Die Temperaturen betragen: (gleichmäßig verteilt auf die 4 Kerne)

Windows IDLE: 39 Grad
Guild Wars 2 (maximale Einstellungen): 65-69 Grad
Prime95 Stresstest: 99 Grad

Ich denke mal dass diese Temperaturen viel zu hoch sind, kann mir aber nicht erklären woran es liegt. Muss aber auch dazu sagen dass ich die Montage des Lüfters etwas verwirrend fand, hier mal die Anleitung dazu: http://www.alpenfoehn.de/images/Produkte/Installationsanleitungen/ManualBenNevisFinal.pdf

Habe also diesen AMD Montagesteg abgeschraubt und die Intel Montagestegs angeschraubt. Dann die Backplate auf der Rückseite des Mainboards angebracht, CPU in den Sockel eingesetzt, einen Klecks Wärmeleitpaste in die Mitte gesetzt und den Kühler darauf montiert. Die Schrauben habe ich gleichmäßig angezogen, der Kühler sitzt fest und d reht sich auch.

— Gesammelte Daten —
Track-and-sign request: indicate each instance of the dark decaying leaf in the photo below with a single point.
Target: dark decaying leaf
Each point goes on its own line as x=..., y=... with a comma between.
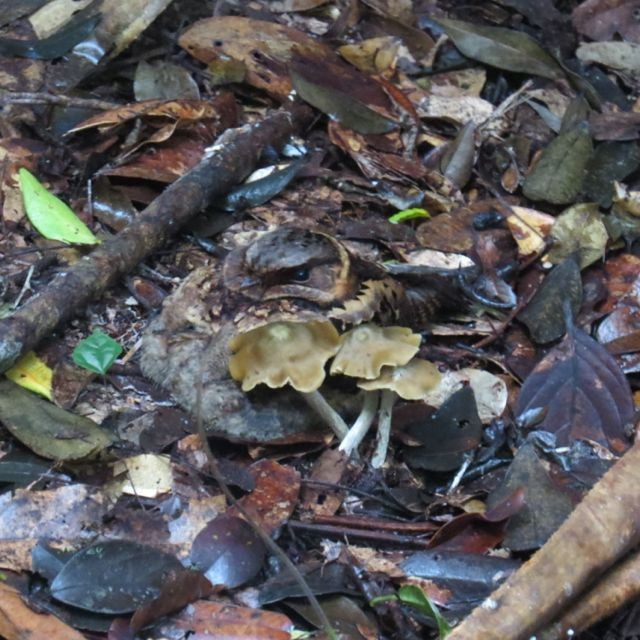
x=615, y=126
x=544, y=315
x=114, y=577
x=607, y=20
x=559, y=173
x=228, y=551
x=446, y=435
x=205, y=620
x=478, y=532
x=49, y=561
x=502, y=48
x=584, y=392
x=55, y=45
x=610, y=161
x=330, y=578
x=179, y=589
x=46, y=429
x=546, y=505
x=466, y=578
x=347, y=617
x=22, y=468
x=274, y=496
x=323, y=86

--

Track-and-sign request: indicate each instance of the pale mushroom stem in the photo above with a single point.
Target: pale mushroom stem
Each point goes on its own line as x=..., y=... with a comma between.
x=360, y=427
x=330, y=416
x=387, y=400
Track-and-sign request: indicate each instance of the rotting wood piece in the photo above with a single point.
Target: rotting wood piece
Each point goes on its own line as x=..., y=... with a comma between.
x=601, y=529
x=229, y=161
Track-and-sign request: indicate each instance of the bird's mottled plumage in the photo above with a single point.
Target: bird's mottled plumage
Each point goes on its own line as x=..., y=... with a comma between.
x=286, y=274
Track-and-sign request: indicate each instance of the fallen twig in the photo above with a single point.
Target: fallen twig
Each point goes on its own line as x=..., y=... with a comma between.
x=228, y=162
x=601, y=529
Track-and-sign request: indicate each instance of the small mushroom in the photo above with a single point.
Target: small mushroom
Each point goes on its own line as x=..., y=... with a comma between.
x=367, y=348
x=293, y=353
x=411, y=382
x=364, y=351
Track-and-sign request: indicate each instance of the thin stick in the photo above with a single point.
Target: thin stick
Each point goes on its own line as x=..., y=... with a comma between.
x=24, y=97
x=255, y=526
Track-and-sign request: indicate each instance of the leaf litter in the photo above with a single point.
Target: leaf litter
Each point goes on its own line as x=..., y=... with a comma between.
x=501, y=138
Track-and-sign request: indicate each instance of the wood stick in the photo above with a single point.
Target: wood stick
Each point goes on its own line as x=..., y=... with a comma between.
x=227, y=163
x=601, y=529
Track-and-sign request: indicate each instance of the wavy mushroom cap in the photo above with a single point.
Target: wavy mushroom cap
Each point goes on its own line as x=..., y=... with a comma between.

— Arbeitsauftrag 1 —
Gib den Beitrag über die CPU-Temperaturen von „Die Temperaturen betragen: (gleichmäßig“ bis einschließlich „reht sich auch.“ wörtlich wieder.
— Arbeitsauftrag 2 —
Fasse den Absatz des Beitrags über die CPU-Temperaturen, der mit „Habe also diesen AMD Montagesteg“ beginnt, als knappe Liste der Montageschritte zusammen.

— Ergebnis 1 —
Die Temperaturen betragen: (gleichmäßig verteilt auf die 4 Kerne)

Windows IDLE: 39 Grad
Guild Wars 2 (maximale Einstellungen): 65-69 Grad
Prime95 Stresstest: 99 Grad

Ich denke mal dass diese Temperaturen viel zu hoch sind, kann mir aber nicht erklären woran es liegt. Muss aber auch dazu sagen dass ich die Montage des Lüfters etwas verwirrend fand, hier mal die Anleitung dazu: http://www.alpenfoehn.de/images/Produkte/Installationsanleitungen/ManualBenNevisFinal.pdf

Habe also diesen AMD Montagesteg abgeschraubt und die Intel Montagestegs angeschraubt. Dann die Backplate auf der Rückseite des Mainboards angebracht, CPU in den Sockel eingesetzt, einen Klecks Wärmeleitpaste in die Mitte gesetzt und den Kühler darauf montiert. Die Schrauben habe ich gleichmäßig angezogen, der Kühler sitzt fest und d reht sich auch.

— Ergebnis 2 —
- Der AMD-Montagesteg wurde abgeschraubt, und die Intel-Montagestege wurden angeschraubt.
- Die Backplate wurde auf der Rückseite des Mainboards angebracht.
- Die CPU wurde in den Sockel eingesetzt.
- Ein Klecks Wärmeleitpaste wurde in die Mitte gesetzt, und der Kühler wurde darauf montiert.
- Die Schrauben wurden gleichmäßig angezogen, und der Kühler sitzt fest.